[start Provided information]

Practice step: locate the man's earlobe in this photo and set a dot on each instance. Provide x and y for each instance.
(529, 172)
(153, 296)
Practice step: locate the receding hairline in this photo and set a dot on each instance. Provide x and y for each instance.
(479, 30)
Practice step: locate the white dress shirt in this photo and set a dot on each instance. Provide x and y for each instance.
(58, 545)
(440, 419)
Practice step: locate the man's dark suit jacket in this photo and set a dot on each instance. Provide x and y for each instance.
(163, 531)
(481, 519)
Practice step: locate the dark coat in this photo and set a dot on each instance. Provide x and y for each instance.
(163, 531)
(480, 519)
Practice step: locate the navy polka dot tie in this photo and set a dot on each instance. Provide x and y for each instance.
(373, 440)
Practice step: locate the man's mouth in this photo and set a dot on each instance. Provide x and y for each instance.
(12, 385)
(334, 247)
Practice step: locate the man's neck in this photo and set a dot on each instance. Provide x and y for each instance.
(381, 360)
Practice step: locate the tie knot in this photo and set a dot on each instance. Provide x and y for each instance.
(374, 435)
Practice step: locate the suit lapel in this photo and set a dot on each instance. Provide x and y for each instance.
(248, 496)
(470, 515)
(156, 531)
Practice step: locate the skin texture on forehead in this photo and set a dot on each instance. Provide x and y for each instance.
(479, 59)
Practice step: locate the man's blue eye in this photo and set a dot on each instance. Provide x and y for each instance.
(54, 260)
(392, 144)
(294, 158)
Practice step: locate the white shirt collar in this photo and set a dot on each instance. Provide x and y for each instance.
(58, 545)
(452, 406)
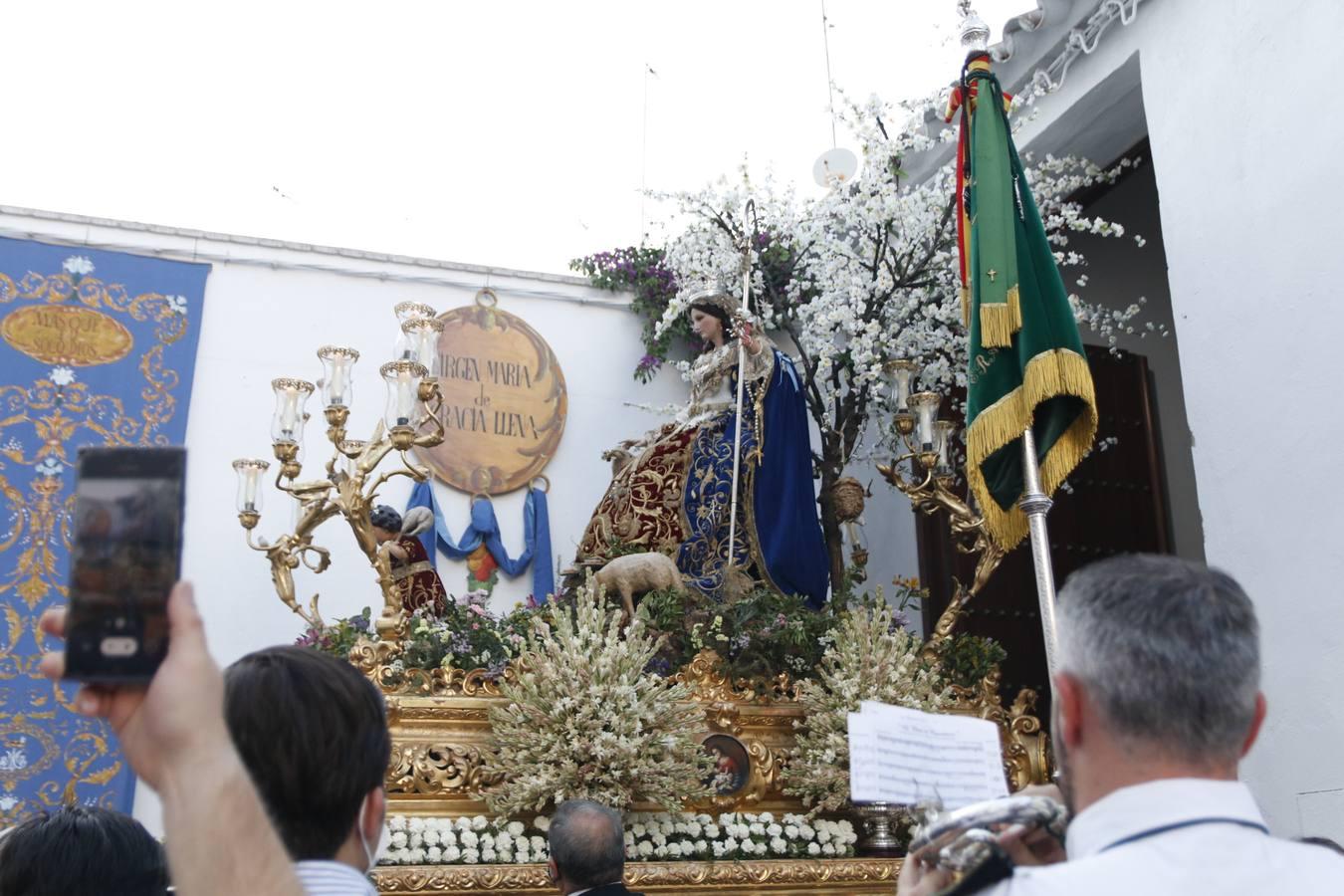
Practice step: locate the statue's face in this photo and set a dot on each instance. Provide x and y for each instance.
(707, 327)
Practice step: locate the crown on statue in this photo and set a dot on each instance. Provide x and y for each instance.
(714, 295)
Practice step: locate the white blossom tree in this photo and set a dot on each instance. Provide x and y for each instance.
(862, 276)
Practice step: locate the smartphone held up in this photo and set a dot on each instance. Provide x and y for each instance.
(125, 558)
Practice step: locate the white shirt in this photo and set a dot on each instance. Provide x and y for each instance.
(1179, 837)
(333, 879)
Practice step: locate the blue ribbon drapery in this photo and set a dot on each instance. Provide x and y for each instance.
(484, 530)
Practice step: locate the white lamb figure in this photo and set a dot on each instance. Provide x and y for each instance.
(638, 573)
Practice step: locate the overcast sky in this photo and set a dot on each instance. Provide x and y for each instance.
(499, 131)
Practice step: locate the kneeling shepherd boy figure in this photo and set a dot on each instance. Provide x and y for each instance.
(414, 575)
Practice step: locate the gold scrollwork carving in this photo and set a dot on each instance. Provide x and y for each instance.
(438, 769)
(849, 876)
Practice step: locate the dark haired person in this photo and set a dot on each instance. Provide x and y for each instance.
(415, 576)
(81, 849)
(312, 733)
(1156, 700)
(587, 849)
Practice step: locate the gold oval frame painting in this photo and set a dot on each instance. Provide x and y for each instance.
(504, 400)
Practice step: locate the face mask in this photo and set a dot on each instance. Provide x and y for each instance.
(383, 838)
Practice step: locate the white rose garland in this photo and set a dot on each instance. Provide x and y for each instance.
(648, 837)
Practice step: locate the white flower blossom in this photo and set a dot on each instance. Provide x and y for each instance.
(50, 466)
(77, 265)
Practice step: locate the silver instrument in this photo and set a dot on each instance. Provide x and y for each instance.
(961, 840)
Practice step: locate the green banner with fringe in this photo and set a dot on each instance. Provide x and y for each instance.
(1025, 362)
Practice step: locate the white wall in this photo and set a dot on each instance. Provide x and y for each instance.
(266, 320)
(1236, 104)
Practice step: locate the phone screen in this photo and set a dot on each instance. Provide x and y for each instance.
(125, 558)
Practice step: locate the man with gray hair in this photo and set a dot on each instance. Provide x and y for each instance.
(1156, 702)
(587, 849)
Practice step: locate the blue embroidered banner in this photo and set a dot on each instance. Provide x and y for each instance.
(99, 349)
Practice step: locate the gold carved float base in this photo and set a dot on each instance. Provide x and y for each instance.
(779, 877)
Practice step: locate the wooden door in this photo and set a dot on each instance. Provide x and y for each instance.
(1117, 506)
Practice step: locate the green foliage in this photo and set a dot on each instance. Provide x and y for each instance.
(967, 658)
(641, 270)
(757, 637)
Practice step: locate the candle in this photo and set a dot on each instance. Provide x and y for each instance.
(926, 408)
(288, 421)
(249, 477)
(943, 435)
(337, 364)
(902, 371)
(402, 380)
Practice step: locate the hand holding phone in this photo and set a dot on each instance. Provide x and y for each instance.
(125, 559)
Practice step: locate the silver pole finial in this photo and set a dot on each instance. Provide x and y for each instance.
(975, 33)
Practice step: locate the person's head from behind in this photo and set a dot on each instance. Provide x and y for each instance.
(81, 849)
(312, 733)
(1159, 675)
(587, 845)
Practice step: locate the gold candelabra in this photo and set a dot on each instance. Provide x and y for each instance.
(413, 418)
(929, 485)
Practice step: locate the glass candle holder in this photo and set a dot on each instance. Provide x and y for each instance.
(250, 470)
(287, 423)
(402, 379)
(925, 406)
(943, 433)
(902, 373)
(410, 311)
(349, 450)
(422, 336)
(337, 383)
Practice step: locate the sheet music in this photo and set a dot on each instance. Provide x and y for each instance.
(906, 757)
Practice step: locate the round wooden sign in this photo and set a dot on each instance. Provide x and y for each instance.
(504, 400)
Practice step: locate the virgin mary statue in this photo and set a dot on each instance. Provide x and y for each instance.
(674, 495)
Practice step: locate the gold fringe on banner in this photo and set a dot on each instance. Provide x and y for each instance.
(1001, 320)
(1047, 375)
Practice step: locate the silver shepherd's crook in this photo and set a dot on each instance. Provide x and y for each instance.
(742, 358)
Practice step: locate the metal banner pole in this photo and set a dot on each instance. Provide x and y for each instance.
(1036, 504)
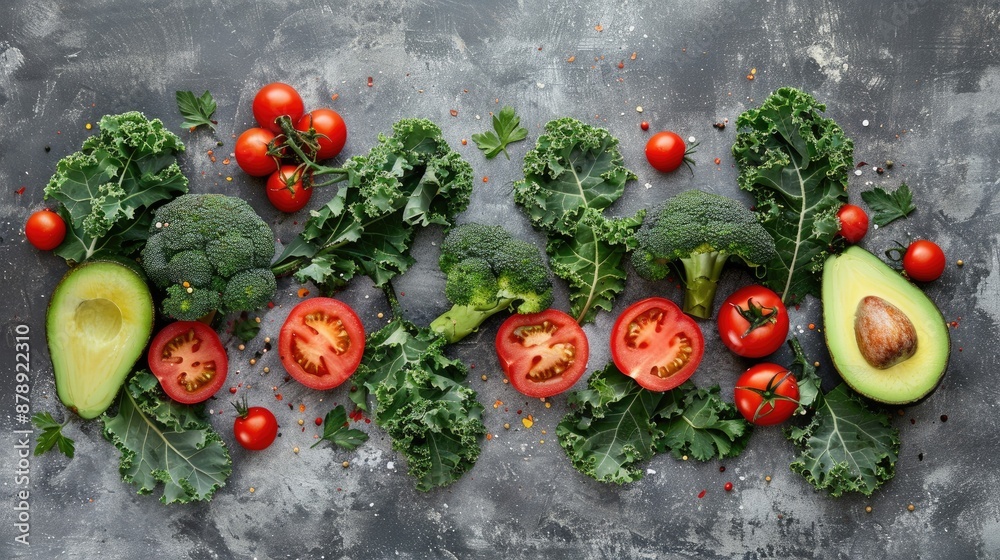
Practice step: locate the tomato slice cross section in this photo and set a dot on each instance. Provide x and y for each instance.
(656, 344)
(542, 354)
(321, 342)
(189, 360)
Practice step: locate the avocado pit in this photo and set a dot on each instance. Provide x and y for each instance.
(885, 335)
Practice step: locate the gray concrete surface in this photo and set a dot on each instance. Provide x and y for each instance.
(924, 73)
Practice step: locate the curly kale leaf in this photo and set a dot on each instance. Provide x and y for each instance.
(434, 420)
(164, 442)
(409, 180)
(795, 162)
(574, 172)
(109, 188)
(846, 447)
(616, 424)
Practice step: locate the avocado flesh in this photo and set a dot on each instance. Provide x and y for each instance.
(98, 323)
(850, 277)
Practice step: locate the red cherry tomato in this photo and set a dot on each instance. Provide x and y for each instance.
(45, 230)
(665, 151)
(189, 360)
(853, 223)
(286, 191)
(542, 354)
(251, 152)
(657, 344)
(275, 100)
(753, 322)
(924, 261)
(321, 342)
(255, 427)
(767, 394)
(330, 130)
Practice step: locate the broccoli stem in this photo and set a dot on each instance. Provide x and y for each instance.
(702, 271)
(462, 320)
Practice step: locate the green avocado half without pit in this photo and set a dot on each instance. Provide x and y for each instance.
(98, 323)
(887, 339)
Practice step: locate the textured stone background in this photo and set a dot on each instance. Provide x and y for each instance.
(926, 74)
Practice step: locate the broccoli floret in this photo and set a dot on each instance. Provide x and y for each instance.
(209, 252)
(489, 271)
(702, 231)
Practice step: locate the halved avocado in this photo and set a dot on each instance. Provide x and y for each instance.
(887, 339)
(98, 323)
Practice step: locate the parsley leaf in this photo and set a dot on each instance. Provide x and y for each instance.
(335, 430)
(196, 111)
(889, 206)
(508, 129)
(52, 435)
(162, 441)
(846, 447)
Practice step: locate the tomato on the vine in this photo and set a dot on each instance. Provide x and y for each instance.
(252, 152)
(542, 354)
(853, 223)
(275, 100)
(321, 342)
(286, 190)
(189, 360)
(767, 394)
(753, 321)
(666, 151)
(45, 230)
(330, 130)
(924, 261)
(255, 427)
(657, 344)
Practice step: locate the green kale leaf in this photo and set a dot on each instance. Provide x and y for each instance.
(506, 130)
(165, 442)
(846, 447)
(795, 162)
(889, 206)
(434, 420)
(574, 172)
(409, 180)
(109, 188)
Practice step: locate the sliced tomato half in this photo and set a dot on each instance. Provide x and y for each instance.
(321, 342)
(657, 344)
(189, 360)
(542, 354)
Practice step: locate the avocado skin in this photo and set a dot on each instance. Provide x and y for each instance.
(92, 358)
(849, 277)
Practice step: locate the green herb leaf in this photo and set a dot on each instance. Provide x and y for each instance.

[end Provided information]

Set problem: Reproduce word for word the lines running from the line with "Practice step: locate the virgin" to the line with "(1036, 504)", including both.

Response to the exercise:
Practice step: locate the virgin mary statue in this photo and set a dot on each instance. Provide x and y for each instance.
(674, 495)
Practice step: locate the gold fringe on banner in this photo and set a dot on each instance. Provide x and y for each instance.
(1001, 320)
(1047, 375)
Practice step: locate the silver shepherd's crook in this photo and set a dot on each instance. Provide x and y for each instance.
(742, 358)
Practice step: locate the metal banner pole in this photo and set a dot on each instance. Provide x and y for each instance.
(1036, 504)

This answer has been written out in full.